All of the data below should be written out exactly.

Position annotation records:
--- START ---
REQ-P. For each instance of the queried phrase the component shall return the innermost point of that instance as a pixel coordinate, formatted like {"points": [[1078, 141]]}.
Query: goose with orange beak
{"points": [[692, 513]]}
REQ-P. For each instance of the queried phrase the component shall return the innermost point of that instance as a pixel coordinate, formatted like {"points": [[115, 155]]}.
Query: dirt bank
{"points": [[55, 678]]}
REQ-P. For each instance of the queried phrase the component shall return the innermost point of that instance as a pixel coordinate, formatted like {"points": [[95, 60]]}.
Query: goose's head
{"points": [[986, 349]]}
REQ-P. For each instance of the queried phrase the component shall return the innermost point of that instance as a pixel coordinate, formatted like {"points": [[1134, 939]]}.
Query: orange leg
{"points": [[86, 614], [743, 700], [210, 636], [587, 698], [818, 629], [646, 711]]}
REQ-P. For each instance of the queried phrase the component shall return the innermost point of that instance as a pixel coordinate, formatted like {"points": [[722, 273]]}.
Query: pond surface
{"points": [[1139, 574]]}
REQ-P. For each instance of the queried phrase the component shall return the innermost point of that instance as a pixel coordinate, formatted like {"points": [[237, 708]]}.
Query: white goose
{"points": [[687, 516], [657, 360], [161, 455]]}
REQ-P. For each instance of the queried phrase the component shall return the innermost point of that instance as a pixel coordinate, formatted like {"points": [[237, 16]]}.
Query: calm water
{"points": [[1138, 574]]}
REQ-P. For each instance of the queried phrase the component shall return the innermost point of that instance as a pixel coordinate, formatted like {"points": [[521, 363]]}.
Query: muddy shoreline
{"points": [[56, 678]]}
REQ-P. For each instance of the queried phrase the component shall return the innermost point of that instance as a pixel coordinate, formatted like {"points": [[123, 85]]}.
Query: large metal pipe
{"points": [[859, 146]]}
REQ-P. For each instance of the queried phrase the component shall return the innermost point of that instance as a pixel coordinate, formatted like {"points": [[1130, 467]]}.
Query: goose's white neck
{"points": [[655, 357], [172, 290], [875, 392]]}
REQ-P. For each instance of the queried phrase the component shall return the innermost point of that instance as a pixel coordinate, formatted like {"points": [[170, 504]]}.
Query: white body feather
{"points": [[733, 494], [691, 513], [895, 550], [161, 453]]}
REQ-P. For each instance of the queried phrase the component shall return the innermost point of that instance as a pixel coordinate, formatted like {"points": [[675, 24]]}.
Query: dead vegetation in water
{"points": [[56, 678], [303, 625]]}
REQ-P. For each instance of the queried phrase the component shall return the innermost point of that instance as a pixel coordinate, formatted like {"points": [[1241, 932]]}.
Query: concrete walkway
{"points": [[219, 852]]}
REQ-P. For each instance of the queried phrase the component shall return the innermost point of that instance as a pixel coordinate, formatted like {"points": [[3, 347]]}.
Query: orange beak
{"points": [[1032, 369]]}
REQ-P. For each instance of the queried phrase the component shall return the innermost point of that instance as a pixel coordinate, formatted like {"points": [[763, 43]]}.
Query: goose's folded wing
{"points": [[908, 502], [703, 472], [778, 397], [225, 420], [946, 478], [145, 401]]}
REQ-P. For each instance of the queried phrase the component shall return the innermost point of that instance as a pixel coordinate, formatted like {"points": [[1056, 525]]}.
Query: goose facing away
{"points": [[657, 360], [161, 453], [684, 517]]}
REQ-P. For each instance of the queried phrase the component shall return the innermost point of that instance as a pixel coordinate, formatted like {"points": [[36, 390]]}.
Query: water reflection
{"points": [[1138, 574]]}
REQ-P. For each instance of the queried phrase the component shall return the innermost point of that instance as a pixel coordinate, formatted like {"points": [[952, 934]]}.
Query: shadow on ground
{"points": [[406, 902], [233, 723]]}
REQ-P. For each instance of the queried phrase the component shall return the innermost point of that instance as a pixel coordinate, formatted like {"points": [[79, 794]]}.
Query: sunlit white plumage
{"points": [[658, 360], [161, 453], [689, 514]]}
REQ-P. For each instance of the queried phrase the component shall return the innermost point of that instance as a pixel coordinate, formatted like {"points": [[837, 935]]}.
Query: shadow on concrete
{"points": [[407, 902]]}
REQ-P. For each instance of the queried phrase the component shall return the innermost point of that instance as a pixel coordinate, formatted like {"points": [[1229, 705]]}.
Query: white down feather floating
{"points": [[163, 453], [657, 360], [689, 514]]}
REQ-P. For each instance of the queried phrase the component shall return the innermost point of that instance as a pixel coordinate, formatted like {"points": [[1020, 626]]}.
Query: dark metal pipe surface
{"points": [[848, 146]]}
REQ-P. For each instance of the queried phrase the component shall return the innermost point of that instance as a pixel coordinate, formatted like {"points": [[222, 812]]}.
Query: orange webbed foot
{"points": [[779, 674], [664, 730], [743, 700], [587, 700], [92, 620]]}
--- END ---
Problem solution:
REQ-P. For each instance of the queried phrase the component shall return the innermost point of that instance as a pixel coordinate, formatted like {"points": [[1078, 141]]}.
Query: goose with orange beak
{"points": [[692, 513]]}
REQ-P. For each instance of the queried phrase the component shall return the innermost point of that instance as a pixel coordinate, formatted like {"points": [[115, 155]]}.
Query: dirt bank
{"points": [[55, 678]]}
REQ-P. For each instance of the queried phrase the component shall return the innermost point of that instance as a pixel coordinate, formatted like {"points": [[95, 60]]}.
Query: goose's head
{"points": [[986, 349]]}
REQ-P. For each instance of the queried phrase the component shall return the innermost point of that instance as a pixel coordinate, formatted like {"points": [[1134, 939]]}.
Query: orange leg
{"points": [[86, 614], [743, 700], [210, 636], [587, 698], [818, 629], [646, 711]]}
REQ-P. For each instance of the queried phrase the component shall return the innermost point of that instance as a pixel coordinate, formatted like {"points": [[722, 273]]}.
Query: pond surface
{"points": [[1139, 574]]}
REQ-P. For each instance of the queried phrase the component shall return the innermost point of that instance as a pixel coordinate, formatted like {"points": [[237, 708]]}.
Query: white goose
{"points": [[687, 516], [657, 360], [161, 455]]}
REQ-P. For each instance of the queried phrase the component shall return the innermost point of that instance as a pixel coordinate, formatted like {"points": [[237, 16]]}.
Query: calm water
{"points": [[1138, 574]]}
REQ-P. For each instance of the queried phrase the component shall return the innermost point of that instance as a pixel coordinate, formatted like {"points": [[521, 363]]}.
Query: muddy shoreline
{"points": [[56, 678]]}
REQ-P. For each instance of the queried phrase the component shall return the innermost point of that instance as a pixel coordinate, formatted like {"points": [[123, 85]]}.
Query: large metal pipe
{"points": [[859, 146]]}
REQ-P. For each instance of the queried phrase the component shall return the innermost point of that instance as a pixel coordinate, formatted like {"points": [[1130, 467]]}.
Query: goose's white neck
{"points": [[655, 357], [172, 290], [875, 392]]}
REQ-P. For each instance of the queried phrase the component shall return the innermost point of that instance as a pixel coordinate, formatted like {"points": [[170, 504]]}.
Query: white body feather
{"points": [[733, 494], [691, 513], [895, 550], [161, 453]]}
REQ-P. For each instance of the queried phrase the component shall return the innermost point of that instance as a pixel coordinate, formatted like {"points": [[675, 24]]}.
Query: dead vegetation in water
{"points": [[56, 678], [303, 625]]}
REQ-P. For each instance of the queried phrase the component shall return the innermost point of that instance as a pixel coordinate, formatted like {"points": [[1241, 932]]}.
Query: concrete walkway
{"points": [[219, 852]]}
REQ-P. For each instance of the queried phrase the component shall return the innermost point of that instance as a pixel coordinate, formatted like {"points": [[3, 347]]}.
Query: orange beak
{"points": [[1032, 369]]}
REQ-P. For each instance of the queried phrase the component shall return the innermost point of that instance as a pixel coordinate, formatted like {"points": [[763, 43]]}.
Query: goose's folded wing
{"points": [[908, 502], [703, 472], [778, 397], [225, 420], [946, 478], [145, 401]]}
REQ-P. For each instance of the queried phrase the component shall return the innermost point of that instance as a pixel coordinate, formatted like {"points": [[1056, 525]]}.
Query: goose facing away
{"points": [[657, 360], [161, 453], [684, 517]]}
REQ-P. For each instance of the queried phrase the component shall return the innermost point of that instance as a pixel coordinate, formatted like {"points": [[36, 390]]}.
Query: water reflection
{"points": [[1138, 574]]}
REQ-P. For each instance of the queried phrase the component shall return the innermost point of that instance as a pixel coordinate, formatted like {"points": [[952, 934]]}.
Query: shadow on ground
{"points": [[406, 902], [233, 723]]}
REQ-P. For each instance of the queried phrase the component shall return the innermost point of that instance as a pixel coordinate, formatted like {"points": [[79, 794]]}.
Query: sunlit white plumage
{"points": [[658, 360], [161, 453], [689, 514]]}
REQ-P. For each instance of the queried phrase the component shall return the innermost point of that instance as a pixel coordinate, formatted like {"points": [[837, 935]]}.
Query: shadow on concrete
{"points": [[407, 902]]}
REQ-P. For each instance of the queried phrase the component shall return the innermost point of that instance as a pixel coordinate, formatted like {"points": [[1229, 705]]}.
Query: white down feather floating
{"points": [[163, 453], [657, 360], [689, 514]]}
REQ-P. For each instance of the queried phrase the component shall return the innermost point of that instance as a pixel coordinate, formatted like {"points": [[1020, 626]]}.
Query: dark metal pipe surface
{"points": [[848, 146]]}
REQ-P. For each instance of the queried phrase the component shall return the innermost point of that instance as a pixel coordinate, formatted like {"points": [[222, 812]]}.
Query: orange webbed foot
{"points": [[779, 674], [664, 730], [743, 700], [587, 700], [92, 620]]}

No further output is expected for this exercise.